--- EXERCISE DIRECTIONS ---
A word-for-word copy of the entries, with the images left out, is what you should write.

=-=-=

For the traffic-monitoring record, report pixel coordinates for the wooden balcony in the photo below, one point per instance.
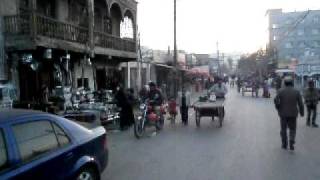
(62, 35)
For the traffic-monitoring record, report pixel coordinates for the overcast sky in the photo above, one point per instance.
(238, 25)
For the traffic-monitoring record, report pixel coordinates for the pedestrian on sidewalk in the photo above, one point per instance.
(126, 112)
(311, 97)
(288, 103)
(184, 105)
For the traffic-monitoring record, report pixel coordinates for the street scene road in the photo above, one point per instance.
(248, 146)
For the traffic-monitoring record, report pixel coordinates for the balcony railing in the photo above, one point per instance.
(38, 25)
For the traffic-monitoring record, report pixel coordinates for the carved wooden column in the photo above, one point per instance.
(33, 20)
(91, 27)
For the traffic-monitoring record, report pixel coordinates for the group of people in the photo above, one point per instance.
(126, 101)
(255, 83)
(289, 104)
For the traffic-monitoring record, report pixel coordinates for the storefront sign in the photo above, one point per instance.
(3, 72)
(48, 54)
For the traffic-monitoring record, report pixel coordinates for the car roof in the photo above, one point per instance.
(6, 114)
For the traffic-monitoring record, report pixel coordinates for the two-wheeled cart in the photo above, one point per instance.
(209, 109)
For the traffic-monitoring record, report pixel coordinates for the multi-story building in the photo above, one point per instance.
(77, 43)
(292, 35)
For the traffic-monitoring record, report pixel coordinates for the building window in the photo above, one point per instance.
(316, 44)
(275, 38)
(300, 32)
(288, 21)
(275, 26)
(315, 31)
(288, 57)
(315, 20)
(35, 139)
(3, 152)
(288, 45)
(86, 82)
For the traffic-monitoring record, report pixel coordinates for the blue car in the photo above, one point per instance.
(37, 145)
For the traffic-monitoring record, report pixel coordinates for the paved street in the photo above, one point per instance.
(246, 148)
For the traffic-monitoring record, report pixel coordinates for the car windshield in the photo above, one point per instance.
(186, 89)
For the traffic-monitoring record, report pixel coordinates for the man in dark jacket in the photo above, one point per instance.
(156, 100)
(311, 97)
(288, 102)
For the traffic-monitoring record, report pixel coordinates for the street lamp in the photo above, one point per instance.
(175, 58)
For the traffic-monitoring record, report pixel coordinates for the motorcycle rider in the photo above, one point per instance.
(156, 99)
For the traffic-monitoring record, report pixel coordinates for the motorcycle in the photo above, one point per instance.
(147, 117)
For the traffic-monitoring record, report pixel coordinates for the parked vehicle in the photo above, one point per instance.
(37, 145)
(147, 117)
(7, 95)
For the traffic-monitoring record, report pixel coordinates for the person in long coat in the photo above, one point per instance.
(311, 97)
(289, 104)
(126, 112)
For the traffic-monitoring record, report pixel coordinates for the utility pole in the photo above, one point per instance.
(139, 63)
(175, 56)
(218, 58)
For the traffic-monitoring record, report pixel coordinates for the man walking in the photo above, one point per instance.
(311, 97)
(288, 103)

=-=-=

--- ANSWER AREA ---
For the traffic-monitoring record, report pixel coordinates for the wooden balcony in the photo below, one point per instance.
(62, 35)
For the traffic-monitoring record, report pixel coordinates for the overcast sky in the photo above, one point per instance.
(238, 25)
For the traffic-monitoring record, report pixel coordinates for the pedestrian on sidewalk in the photo above, one point per instance.
(126, 112)
(311, 97)
(288, 103)
(184, 105)
For the traffic-monitoring record, report pixel coordinates for the street scene road in the photo above, one point per instance.
(248, 146)
For the traffic-monitoring record, report pixel coordinates for the balcony railing in the photo above, one point per instance.
(38, 25)
For the traffic-monitoring record, report pixel coordinates for the carved wooden column in the photo above, one point per instance.
(33, 20)
(91, 27)
For the traffic-monitoring record, report pixel coordinates for the group of people in the photo above, one point per instance.
(126, 101)
(255, 83)
(289, 104)
For the traffic-monitoring record, report pixel coordinates for the storefront sign in the photo above, one point per instance.
(3, 72)
(48, 54)
For the traffic-monitoring record, report pixel coordinates for the car roof in the photo above, one point per instance.
(6, 114)
For the traffic-monitoring record, report pixel coordinates for the two-wheeled cart in the photo above, one point per instance.
(209, 109)
For the traffic-monitoring record, report pixel coordinates for the multi-story building in the photo above, one point per instance.
(77, 43)
(292, 35)
For the traffic-monitoring record, report pixel coordinates for the building window in the photo above, one point per instance.
(316, 44)
(275, 38)
(300, 32)
(288, 21)
(275, 26)
(315, 31)
(288, 57)
(315, 20)
(35, 139)
(3, 152)
(288, 45)
(86, 82)
For the traffic-monitoring record, report pixel coordinates for the blue car in the photo above, one point per instance.
(37, 145)
For the traffic-monitoring record, report pixel coordinates for the paved street in the photo above, one point per instance.
(246, 148)
For the traffic-monitoring record, report pixel coordinates for the car windshield in the photo above, one point per instance.
(186, 89)
For the traffic-monitoring record, report pixel coordinates for the man in dark jacket in the photo above, one point per instance.
(156, 100)
(311, 97)
(288, 102)
For the traffic-monitoring record, report pixel coordinates for the street lamp in the photo above, one point per instance.
(175, 58)
For the traffic-monitoring record, report pixel coordinates for the motorcycle rider in the photo above, one point per instance.
(156, 99)
For the traffic-monitoring record, report pixel coordinates for the motorcycle in the photo above, one point per instance.
(147, 117)
For the traffic-monitoring record, report pixel coordinates for the parked vehicle in the photo above, one point per instance.
(37, 145)
(147, 117)
(7, 95)
For the traffic-monitoring record, report pixel coordinates for the person in long coat in the photo above, one point per instance.
(311, 97)
(289, 104)
(126, 112)
For the traffic-monitoring record, report pixel coordinates for the utility pole in the photo above, one point per instance.
(139, 63)
(175, 56)
(218, 58)
For the traffic-monitoring record, report pixel coordinates for the man walking in the photo above, one point per instance.
(311, 97)
(288, 103)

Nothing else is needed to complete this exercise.